EXERCISE TASK
Copy the lines of the listing verbatim, starting at the line that contains "466, row 39." and ending at the line that contains "column 25, row 309".

MATERIAL FOR THE TASK
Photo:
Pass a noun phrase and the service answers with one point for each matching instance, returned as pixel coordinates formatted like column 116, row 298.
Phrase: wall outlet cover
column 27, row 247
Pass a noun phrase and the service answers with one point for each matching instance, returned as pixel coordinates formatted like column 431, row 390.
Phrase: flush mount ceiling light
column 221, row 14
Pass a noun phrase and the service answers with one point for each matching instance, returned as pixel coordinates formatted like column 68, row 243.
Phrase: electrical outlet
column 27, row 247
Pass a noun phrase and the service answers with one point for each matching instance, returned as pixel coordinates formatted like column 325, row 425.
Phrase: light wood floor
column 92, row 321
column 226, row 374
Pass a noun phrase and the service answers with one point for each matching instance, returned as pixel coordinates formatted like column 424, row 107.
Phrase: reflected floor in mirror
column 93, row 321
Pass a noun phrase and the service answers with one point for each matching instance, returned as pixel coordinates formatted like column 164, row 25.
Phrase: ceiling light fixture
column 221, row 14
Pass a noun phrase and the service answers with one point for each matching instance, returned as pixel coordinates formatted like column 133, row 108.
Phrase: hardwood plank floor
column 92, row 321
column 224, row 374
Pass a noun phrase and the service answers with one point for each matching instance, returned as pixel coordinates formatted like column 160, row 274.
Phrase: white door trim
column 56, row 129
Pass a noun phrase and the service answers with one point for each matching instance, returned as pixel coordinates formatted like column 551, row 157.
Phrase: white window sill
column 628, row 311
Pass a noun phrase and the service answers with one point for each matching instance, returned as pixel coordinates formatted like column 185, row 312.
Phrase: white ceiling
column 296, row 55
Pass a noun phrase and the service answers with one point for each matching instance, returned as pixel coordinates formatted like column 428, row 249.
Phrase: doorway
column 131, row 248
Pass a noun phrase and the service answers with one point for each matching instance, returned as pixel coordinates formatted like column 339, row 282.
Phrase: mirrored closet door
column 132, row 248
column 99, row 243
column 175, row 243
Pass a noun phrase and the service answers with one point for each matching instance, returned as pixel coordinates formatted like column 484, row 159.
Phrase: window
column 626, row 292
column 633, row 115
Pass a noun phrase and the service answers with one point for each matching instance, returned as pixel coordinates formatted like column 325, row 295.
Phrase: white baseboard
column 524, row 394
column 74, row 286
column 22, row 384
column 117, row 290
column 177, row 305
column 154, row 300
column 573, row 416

--

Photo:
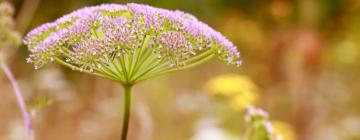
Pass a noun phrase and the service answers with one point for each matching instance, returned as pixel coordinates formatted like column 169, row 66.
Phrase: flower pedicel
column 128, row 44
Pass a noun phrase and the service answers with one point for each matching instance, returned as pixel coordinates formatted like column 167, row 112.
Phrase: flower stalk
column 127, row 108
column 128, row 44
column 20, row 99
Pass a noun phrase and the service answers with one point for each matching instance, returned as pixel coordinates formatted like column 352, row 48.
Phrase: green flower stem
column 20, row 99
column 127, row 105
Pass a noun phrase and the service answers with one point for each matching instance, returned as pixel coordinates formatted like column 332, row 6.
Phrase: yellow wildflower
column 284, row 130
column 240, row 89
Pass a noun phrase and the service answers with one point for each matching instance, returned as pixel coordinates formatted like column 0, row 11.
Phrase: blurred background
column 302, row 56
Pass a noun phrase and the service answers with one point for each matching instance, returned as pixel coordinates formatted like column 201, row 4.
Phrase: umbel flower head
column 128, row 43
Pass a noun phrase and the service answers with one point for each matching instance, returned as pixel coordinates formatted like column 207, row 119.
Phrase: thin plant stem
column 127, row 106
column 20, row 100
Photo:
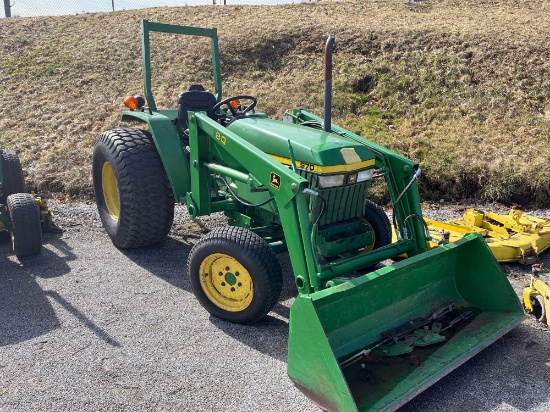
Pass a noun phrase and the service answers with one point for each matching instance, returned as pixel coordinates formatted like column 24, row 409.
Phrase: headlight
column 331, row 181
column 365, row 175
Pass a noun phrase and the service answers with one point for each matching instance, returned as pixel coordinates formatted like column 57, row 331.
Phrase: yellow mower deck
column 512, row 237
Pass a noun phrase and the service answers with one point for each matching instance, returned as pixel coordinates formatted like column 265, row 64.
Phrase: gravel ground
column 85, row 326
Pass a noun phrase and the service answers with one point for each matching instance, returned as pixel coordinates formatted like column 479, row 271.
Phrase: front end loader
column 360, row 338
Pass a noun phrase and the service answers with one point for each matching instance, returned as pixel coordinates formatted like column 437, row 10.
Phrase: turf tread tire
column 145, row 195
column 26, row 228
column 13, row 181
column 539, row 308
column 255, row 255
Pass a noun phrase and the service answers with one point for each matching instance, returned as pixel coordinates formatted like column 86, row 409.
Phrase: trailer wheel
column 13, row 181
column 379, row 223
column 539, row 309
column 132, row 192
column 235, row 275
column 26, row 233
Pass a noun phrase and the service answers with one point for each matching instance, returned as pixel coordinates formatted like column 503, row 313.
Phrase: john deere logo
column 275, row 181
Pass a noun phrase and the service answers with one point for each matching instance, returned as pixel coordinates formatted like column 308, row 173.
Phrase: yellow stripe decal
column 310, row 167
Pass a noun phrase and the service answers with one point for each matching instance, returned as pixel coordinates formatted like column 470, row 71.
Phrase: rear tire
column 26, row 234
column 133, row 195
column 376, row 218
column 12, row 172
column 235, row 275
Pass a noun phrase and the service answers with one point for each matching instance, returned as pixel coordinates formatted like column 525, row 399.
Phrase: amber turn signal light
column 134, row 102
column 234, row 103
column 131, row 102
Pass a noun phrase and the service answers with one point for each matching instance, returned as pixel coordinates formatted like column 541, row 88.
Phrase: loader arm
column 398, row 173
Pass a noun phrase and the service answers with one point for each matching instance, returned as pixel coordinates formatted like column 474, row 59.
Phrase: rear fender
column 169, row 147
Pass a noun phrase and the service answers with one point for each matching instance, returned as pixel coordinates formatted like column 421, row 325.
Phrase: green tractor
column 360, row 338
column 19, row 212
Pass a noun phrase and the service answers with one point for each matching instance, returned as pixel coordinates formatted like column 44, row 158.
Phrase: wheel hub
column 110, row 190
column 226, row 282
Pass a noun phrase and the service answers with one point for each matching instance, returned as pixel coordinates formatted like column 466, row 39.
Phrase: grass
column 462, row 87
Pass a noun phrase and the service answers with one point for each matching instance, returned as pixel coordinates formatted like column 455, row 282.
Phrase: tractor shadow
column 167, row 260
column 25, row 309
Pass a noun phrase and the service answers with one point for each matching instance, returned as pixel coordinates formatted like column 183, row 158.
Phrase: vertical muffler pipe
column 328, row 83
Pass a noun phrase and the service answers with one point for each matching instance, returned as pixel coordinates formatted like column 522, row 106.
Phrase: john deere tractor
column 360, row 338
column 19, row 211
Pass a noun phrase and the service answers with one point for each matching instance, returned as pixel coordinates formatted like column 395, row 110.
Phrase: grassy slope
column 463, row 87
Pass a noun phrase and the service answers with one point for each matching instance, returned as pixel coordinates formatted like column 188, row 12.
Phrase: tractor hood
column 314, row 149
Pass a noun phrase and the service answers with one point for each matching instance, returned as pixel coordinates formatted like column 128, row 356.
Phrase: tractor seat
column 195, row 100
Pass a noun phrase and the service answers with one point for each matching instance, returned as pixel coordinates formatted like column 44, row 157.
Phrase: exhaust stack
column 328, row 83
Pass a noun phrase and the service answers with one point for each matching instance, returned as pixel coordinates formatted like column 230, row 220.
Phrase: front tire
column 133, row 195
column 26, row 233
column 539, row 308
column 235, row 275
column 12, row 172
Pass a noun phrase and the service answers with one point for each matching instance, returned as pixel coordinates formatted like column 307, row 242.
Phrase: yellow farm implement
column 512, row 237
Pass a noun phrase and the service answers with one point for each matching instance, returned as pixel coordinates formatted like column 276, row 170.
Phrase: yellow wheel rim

EXERCISE RESPONSE
Pass a noun phrase and the service answers with one point for each matching instance, returned as pixel coordinates formatted like column 466, row 39.
Phrase: grass
column 462, row 87
Pass a noun phrase and the service answers with one point for each matching instance, returned as pixel coordinates formatted like column 455, row 282.
Phrase: tractor shadow
column 167, row 260
column 25, row 309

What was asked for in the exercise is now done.